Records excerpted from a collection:
** begin **

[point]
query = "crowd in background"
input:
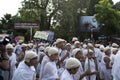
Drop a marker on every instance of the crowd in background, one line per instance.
(61, 61)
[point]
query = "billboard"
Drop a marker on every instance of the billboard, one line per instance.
(45, 35)
(26, 25)
(87, 23)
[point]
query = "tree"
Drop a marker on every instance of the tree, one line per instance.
(117, 6)
(91, 8)
(109, 17)
(7, 23)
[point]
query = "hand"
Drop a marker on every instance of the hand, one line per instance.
(97, 72)
(88, 72)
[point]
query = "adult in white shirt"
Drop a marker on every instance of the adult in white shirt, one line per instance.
(72, 65)
(12, 61)
(26, 69)
(44, 61)
(50, 71)
(116, 67)
(90, 65)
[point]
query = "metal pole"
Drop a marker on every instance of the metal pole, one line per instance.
(31, 33)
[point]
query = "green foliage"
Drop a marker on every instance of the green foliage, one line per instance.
(108, 16)
(6, 23)
(117, 6)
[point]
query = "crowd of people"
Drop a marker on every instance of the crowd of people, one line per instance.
(60, 61)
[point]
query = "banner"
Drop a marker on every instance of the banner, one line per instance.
(17, 38)
(41, 35)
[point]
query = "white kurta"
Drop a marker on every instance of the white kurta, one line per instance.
(44, 61)
(50, 71)
(78, 73)
(66, 76)
(92, 68)
(12, 62)
(24, 72)
(116, 67)
(104, 72)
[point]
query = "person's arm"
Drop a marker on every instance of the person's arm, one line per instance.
(67, 54)
(4, 64)
(88, 72)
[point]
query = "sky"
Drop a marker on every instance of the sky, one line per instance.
(11, 6)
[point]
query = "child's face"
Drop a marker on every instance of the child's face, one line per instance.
(107, 60)
(90, 55)
(79, 55)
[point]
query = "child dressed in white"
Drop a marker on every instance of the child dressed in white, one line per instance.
(90, 65)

** end **

• _Written instruction_: Keep the pictures out of the copy and write out the data exactly as it stands.

• _Solved problem_:
[point]
query = "crowd in background"
input:
Drop a marker on every instance of the crowd in background, one line per instance.
(61, 61)
[point]
query = "billboard"
Drop a marker on every instance of the billboard, one line per instance.
(45, 35)
(26, 25)
(87, 23)
[point]
query = "tree"
Drop a marker on every instance of the tree, one line per instance.
(117, 6)
(91, 8)
(109, 17)
(7, 23)
[point]
query = "hand"
Drop a marker on every instance of the hand, one line per instance.
(97, 72)
(88, 72)
[point]
query = "adult in white shirt"
Drop a marker on every instance of the adult in white shirt, one line per instance.
(72, 65)
(12, 61)
(26, 69)
(44, 61)
(50, 71)
(116, 67)
(90, 65)
[point]
query = "metal pole"
Drop a marker on every instance of the metal pole, one line per instance.
(31, 33)
[point]
query = "green foliage"
Drop a marker on every instance of the green foliage, one line per instance.
(108, 16)
(6, 23)
(117, 6)
[point]
query = "crowd of people"
Drop a marker on every instance of the crowd of people, one line per instance.
(60, 61)
[point]
query = "banner"
Drop a marker on every instance of the banner, one line per instance.
(17, 38)
(41, 35)
[point]
query = "white kurta"
Drop a marker on every instance of the white kurta, one line per instance.
(44, 61)
(50, 71)
(78, 73)
(66, 76)
(92, 68)
(12, 62)
(24, 72)
(116, 67)
(104, 72)
[point]
query = "person's arm"
Drop a marker on every instance of the person's arm, one line per instance.
(67, 54)
(4, 64)
(88, 72)
[point]
query = "sky"
Drop a marker on every instance of the sky, one line per instance.
(11, 6)
[point]
query = "child's face"
Drop a marker on every instance of the child's face, one line per instance.
(107, 60)
(90, 55)
(79, 55)
[point]
query = "child dressed in white"
Drop a marker on every instance of the child dressed in white, one line per instance.
(90, 65)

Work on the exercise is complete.